Jurisdiction - Hong Kong
Reports and Analysis
Hong Kong – Consultation Conclusions Securities and Futures (Professional Investor) (Amendment) Rules 2011.

15 February, 2012






The Securities and Futures (Professional Investor) (Amendment) Rules 2011, which expands the evidential requirements for qualifying as a professional investor under the Securities and Futures (Professional Investor) Rules (the “Professional Investor Rules”), came into effect on December 16, 2011. The key amendments are as follows: 
  • firms are now permitted to adopt a principles-based approach so that they may use methods that are appropriate to satisfy themselves that an investor meets the relevant assets or portfolio threshold at the relevant date to qualify as a professional investor;
  • the existing methods set out in sections 3(a) to 3(c) of the current Professional Investor Rules have been preserved;
  • “relevant date” is used as the time reference for ascertaining whether an investor meets the relevant assets or portfolio threshold to qualify as a high net worth professional investor; and
  • the scope of section 3(d) of the existing Professional Investor Rules has been further extended to all three types of high net worth professional investors under sections 3(a) to 3(c); namely, trust corporations, individuals and corporations/partnerships.
The SFC will not specify the methods by which firms can satisfy themselves that their clients have the required assets or portfolio levels at the relevant date. Firms are expected to keep proper records of their assessment process so as to demonstrate that they have exercised professional judgment and have reached a reasonable conclusion that their clients meet the relevant thresholds. 
Listing of debt issues for professional investors only 
On November 11, 2011, new rules for listing debt securities (including convertible bonds) offered to professional investors came into effect, which introduced the following key changes:
  • abolishing the checklist-based disclosure requirement for offering documents and replacing it with a general obligation to include information that is customary for offers of debt securities to professionals;
  • streamlining the application and approval process;
  • authorizing the Head of Listing to approve listing applications and permitting the delegation of such authority within the Listing Division;
  • for routine applications, issuing the Listing Eligibility Letter five business days after receiving a listing application;
  • amending the definition of professional investor (as regards persons in Hong Kong) to align it with the Securities and Futures Ordinance; extending it to include professional investors outside Hong Kong; and removing certain rules which were only relevant to retail investors.

Although the definition of professional investor in the new rules is aligned with the definition under the SFO, the new definition specifically excluded investors prescribed under Section 397 of the SFO, which primarily relates to high net worth individuals and corporations that meet stipulated size requirements.  After the introduction of the new definition, the Exchange received market feedback on the practical difficulties that would be caused by the exclusion of investors under Section 397, and accordingly the Exchange has now advised practitioners that relief would be granted by waivers on a case by case basis.
Corporate governance reforms
In October 2011, the Exchange published the consultation conclusions on the Corporate Governance Code. 
The implementation dates are as follows: 
  • most Rule amendments were effective on January 1, 2012;
  • the Code and certain Rules will be effective on April 1, 2012;
  • the new Rule requiring independent non-executive directors to be at least one-third of the board must be complied with by December 31, 2012; and 
  • the new Rule requiring company secretary training will be staggered according to the date of appointment of each individual.

SHORT EXERCISE 1 – Quote the part of the Hong Kong securities report that opens with the words containing "The SFC will" and closes with "the relevant thresholds.".
SHORT EXERCISE 2 – Count the lines in the records that contain the string "beige", matching case exactly, and report only the number.

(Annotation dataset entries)
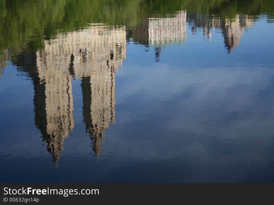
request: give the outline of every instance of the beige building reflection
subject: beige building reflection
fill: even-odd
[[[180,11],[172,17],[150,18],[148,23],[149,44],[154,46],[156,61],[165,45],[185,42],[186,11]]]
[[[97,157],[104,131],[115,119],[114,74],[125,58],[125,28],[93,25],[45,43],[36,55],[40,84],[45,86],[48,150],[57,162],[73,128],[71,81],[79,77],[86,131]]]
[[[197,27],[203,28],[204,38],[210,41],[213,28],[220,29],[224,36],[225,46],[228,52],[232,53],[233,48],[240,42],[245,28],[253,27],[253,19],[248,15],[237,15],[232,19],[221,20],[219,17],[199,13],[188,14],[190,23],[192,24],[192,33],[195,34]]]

--

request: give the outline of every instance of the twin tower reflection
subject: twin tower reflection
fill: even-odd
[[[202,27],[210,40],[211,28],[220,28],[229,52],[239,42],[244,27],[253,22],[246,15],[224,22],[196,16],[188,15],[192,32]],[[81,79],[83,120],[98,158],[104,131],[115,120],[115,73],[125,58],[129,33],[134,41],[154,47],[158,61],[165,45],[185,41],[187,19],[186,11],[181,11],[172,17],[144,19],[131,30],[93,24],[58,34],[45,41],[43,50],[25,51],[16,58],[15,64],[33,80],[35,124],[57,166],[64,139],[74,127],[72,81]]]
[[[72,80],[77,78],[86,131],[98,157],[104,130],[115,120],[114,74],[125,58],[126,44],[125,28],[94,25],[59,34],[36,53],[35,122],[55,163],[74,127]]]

WRITTEN REPLY 1 –
The SFC will not specify the methods by which firms can satisfy themselves that their clients have the required assets or portfolio levels at the relevant date. Firms are expected to keep proper records of their assessment process so as to demonstrate that they have exercised professional judgment and have reached a reasonable conclusion that their clients meet the relevant thresholds.

WRITTEN REPLY 2 – 2